**Task to complete**
The lines below, all of them, should be returned exactly as they appear.

|---|

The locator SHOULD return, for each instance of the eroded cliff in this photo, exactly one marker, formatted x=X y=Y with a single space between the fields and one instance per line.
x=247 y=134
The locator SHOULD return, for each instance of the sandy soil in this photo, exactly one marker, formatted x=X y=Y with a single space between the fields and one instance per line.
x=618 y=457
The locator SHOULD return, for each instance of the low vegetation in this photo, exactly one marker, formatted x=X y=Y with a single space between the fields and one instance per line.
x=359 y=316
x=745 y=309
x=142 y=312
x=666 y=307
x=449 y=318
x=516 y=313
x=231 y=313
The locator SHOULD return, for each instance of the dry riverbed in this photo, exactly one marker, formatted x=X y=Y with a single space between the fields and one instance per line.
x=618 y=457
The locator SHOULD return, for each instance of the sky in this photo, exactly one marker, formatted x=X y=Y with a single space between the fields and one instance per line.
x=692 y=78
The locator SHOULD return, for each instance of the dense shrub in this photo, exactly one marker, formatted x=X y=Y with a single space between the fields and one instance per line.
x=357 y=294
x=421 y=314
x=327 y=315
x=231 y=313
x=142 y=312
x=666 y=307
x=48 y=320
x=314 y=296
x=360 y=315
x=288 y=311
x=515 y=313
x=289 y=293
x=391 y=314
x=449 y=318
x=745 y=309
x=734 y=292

|---|

**Task output**
The locator SHOULD return, for each instance of the eroded cliff in this photo, exactly one marker, formatted x=X y=Y with a single space between the fields and one instance per line.
x=247 y=134
The locator SHOULD return, for each instance of the sandy soil in this photo, exactly one marker, formatted x=X y=Y with a single space between the fields and one instance per line.
x=618 y=457
The locator SHOULD return, for each instance of the low vegetation in this photo, exactly one marker, formatted x=X y=Y with a single space between the fields and one instance per line.
x=359 y=316
x=745 y=309
x=142 y=312
x=666 y=307
x=449 y=318
x=516 y=313
x=231 y=313
The locator SHOULD return, for each instance of the dry riverbed in this photo, exactly one marker, formatted x=X y=Y with a single space between the fields and one instance per line.
x=618 y=457
The locator SHOULD return, for each instance of the sky in this photo, exactly one marker, formatted x=X y=Y with a single space between the fields and one instance per line.
x=692 y=78
The locator SHOULD return, for each instance of the dense shrub in this photo, exactly one marker, formatted x=X y=Y with a single space between the fields and one instance per line.
x=357 y=294
x=421 y=314
x=327 y=315
x=231 y=313
x=142 y=312
x=666 y=307
x=48 y=320
x=314 y=296
x=360 y=315
x=288 y=311
x=515 y=313
x=289 y=293
x=391 y=314
x=449 y=318
x=745 y=309
x=734 y=292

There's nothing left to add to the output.